ACTIVITIES>
1. In the RECIPE summary below, what serves as the reward signal for GRPO?
2. List every claim the RECIPE summary below makes about what RECIPE-RL achieves under "Strong empirical gains."
3. Rewrite the paragraph of the RECIPE summary below that begins "RECIPE (Reward from Empirical Corpus" more briefly, keeping its main facts.

EXTRACTED TEXT>
____
Visual planning asks a model to generate the remaining steps of a procedure in natural language, given a partial video context and a goal. Progress is bottlenecked by annotation: clean labeled datasets are small and encode a single execution trajectory per example, while large-scale instructional corpora such as HowTo100M are noisy and unsuitable as a direct supervision source.
RECIPE (Reward from Empirical Corpus of Instructional Procedure Examples) reframes this corpus as a verifier rather than a label source. Verifying whether a generated plan is temporally grounded in ASR transcripts is comparatively cheap and scales to millions of videos via precomputed text embeddings. We exploit this asymmetry by using grounding quality as a reward signal for GRPO, training the planner end-to-end.
Key contributions:
- Grounding-as-verification. We use instructional videos as verifiers for generated plans, optimizing a history-normalized GRPO reward across text- and video-conditioned planners.
- Strong empirical gains. RECIPE-RL improves all scales and benchmarks, outperforms supervised and pseudo-label training, transfers to video-token planning, and strengthens search-based planning.
- Open-ended evaluation. We introduce a seven-dataset, six-criterion LLM-judge evaluation and will release code plus an online server for open-dictionary visual planning.
____
RECORDED INFORMATION>

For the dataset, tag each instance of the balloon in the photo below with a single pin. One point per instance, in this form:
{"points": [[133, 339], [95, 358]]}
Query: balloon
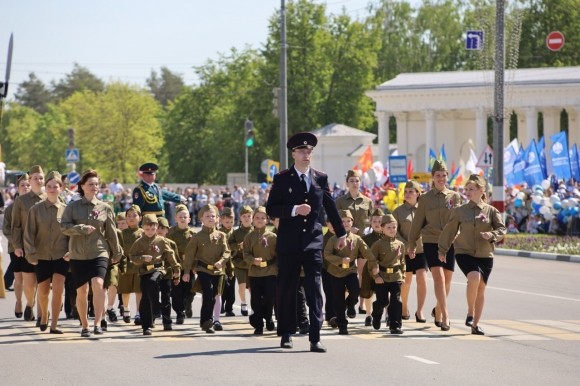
{"points": [[545, 184]]}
____
RESPONSE LIST>
1. Grounding quality: how well a generated plan is temporally grounded in ASR transcripts.

2.
- Improves all scales and benchmarks
- Outperforms supervised and pseudo-label training
- Transfers to video-token planning
- Strengthens search-based planning

3. RECIPE treats the instructional corpus as a verifier, not a label source. Checking whether a generated plan is temporally grounded in ASR transcripts is cheap and scales to millions of videos through precomputed text embeddings. Grounding quality therefore serves as a GRPO reward that trains the planner end-to-end.